■ **Problem to work on**
Return each line of the data below that contains the word "blue".

■ **Given data**
++++++++++++++++++++

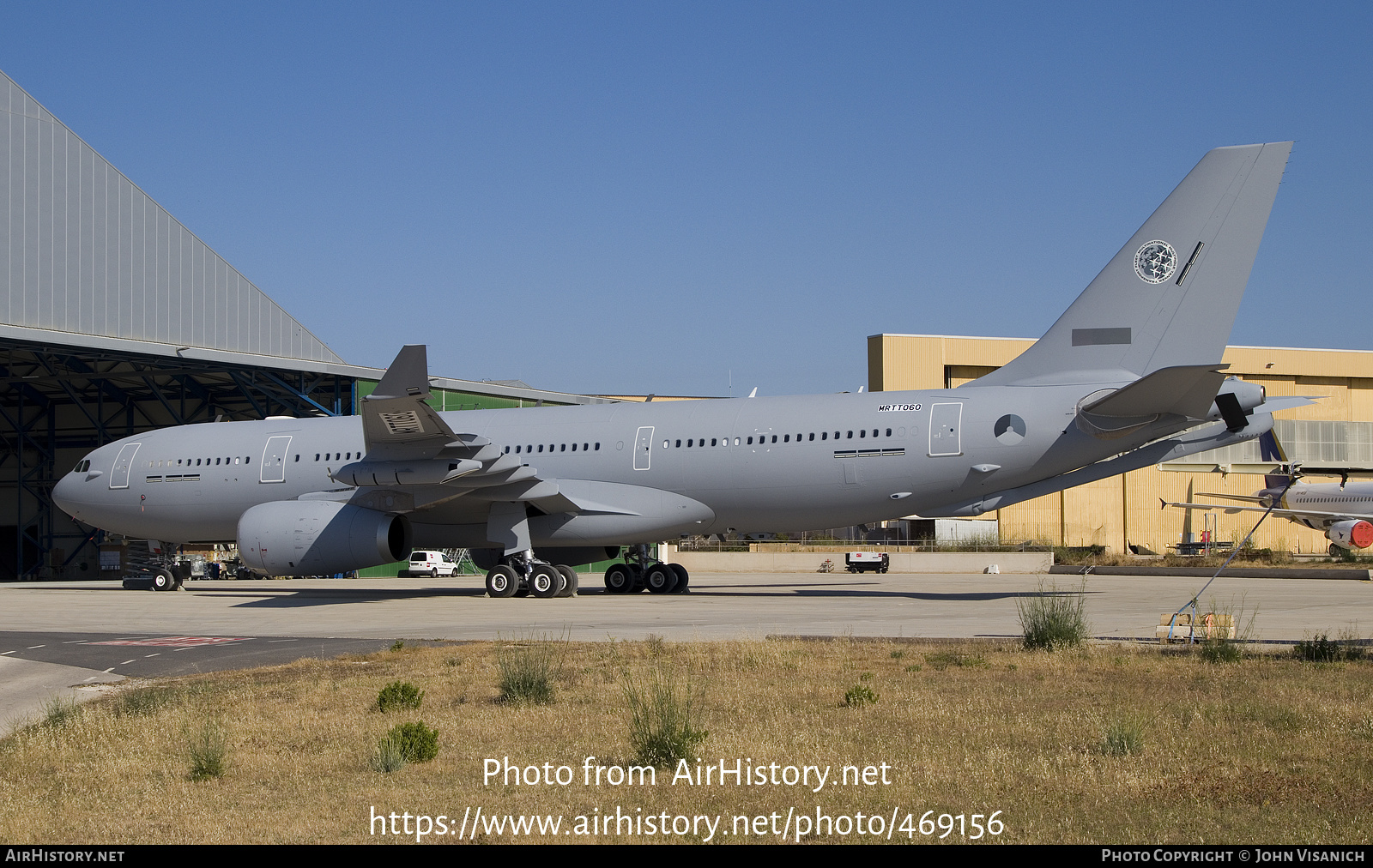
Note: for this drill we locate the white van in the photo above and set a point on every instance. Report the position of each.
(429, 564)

++++++++++++++++++++

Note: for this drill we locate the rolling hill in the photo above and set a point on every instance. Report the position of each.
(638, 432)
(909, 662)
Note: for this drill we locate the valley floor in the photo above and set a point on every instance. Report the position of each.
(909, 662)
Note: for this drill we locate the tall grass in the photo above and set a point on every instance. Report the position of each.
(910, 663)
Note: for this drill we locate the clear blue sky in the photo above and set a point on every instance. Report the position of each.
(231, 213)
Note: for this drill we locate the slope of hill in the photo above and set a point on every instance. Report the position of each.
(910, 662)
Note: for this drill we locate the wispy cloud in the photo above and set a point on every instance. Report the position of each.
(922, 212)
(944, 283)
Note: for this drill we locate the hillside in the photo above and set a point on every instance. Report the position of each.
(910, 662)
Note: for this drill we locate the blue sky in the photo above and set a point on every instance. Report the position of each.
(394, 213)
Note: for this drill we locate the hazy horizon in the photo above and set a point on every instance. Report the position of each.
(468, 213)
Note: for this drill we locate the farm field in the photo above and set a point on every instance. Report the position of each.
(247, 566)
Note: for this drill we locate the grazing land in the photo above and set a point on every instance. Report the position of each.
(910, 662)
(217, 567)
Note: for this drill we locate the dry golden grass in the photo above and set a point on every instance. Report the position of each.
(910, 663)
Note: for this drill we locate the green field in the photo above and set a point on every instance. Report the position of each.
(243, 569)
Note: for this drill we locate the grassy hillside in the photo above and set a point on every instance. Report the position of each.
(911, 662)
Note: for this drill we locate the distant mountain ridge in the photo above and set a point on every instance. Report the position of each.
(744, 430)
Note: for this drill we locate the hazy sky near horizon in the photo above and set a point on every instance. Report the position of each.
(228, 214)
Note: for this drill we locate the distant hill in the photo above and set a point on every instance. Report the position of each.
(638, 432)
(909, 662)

++++++++++++++++++++

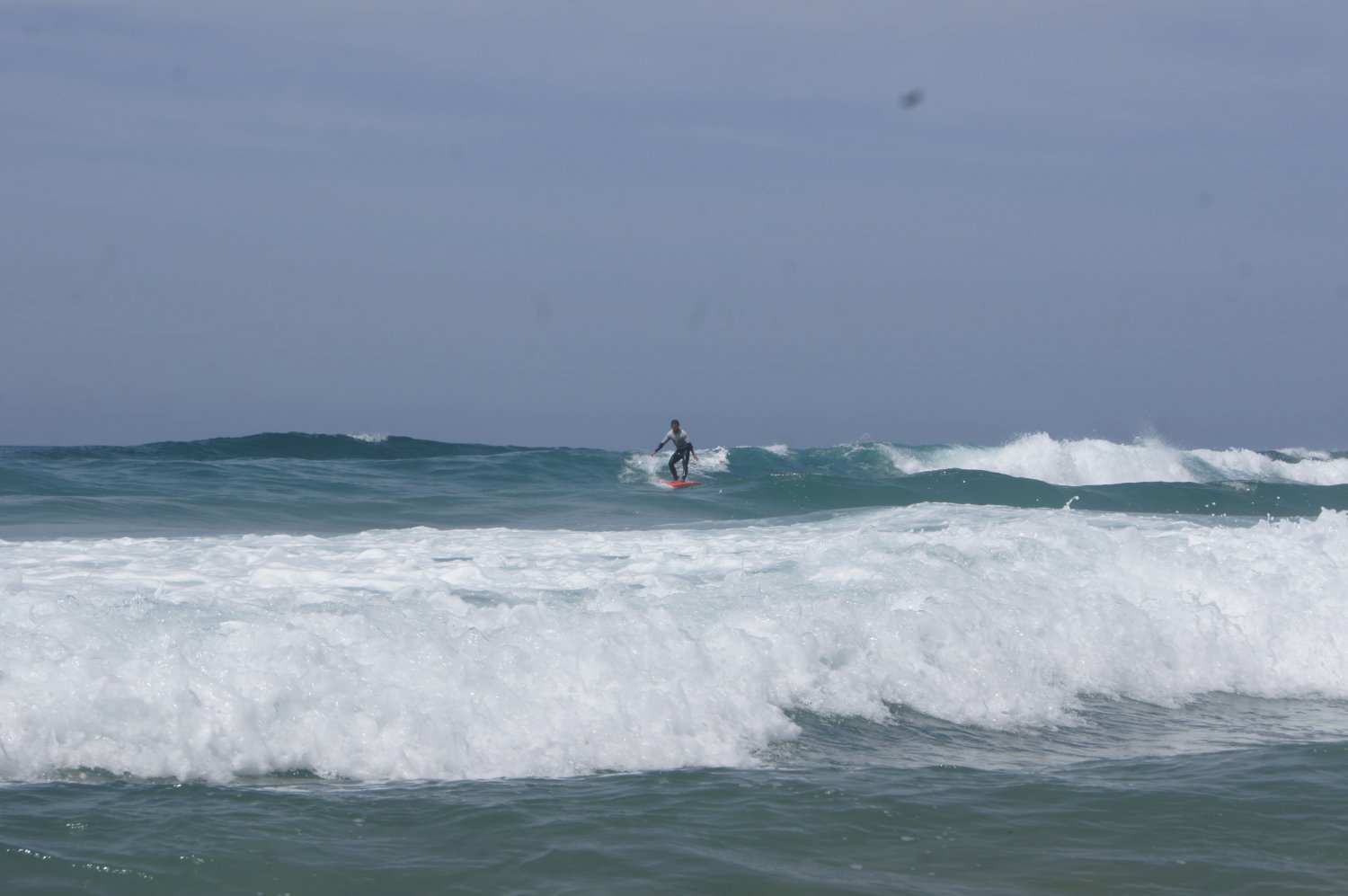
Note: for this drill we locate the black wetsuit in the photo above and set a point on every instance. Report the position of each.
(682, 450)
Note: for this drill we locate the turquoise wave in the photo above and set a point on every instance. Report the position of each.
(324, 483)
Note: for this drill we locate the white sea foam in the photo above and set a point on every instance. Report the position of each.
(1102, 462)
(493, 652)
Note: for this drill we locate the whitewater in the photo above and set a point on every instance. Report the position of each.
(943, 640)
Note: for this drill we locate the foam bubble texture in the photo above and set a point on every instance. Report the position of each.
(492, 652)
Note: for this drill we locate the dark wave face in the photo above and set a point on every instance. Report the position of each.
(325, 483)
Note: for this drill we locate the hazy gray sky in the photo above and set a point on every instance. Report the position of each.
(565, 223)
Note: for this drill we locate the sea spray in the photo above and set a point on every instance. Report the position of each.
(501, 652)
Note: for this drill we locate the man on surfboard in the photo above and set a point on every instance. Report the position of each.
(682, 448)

++++++++++++++++++++

■ **Task answer**
Note: for this drill we locate the clear blue sky in the photo above and set a point on every instance. Report the position of each.
Note: for this drill we locate the blue sky in the photo above and set a point on every instance. Report the position of each.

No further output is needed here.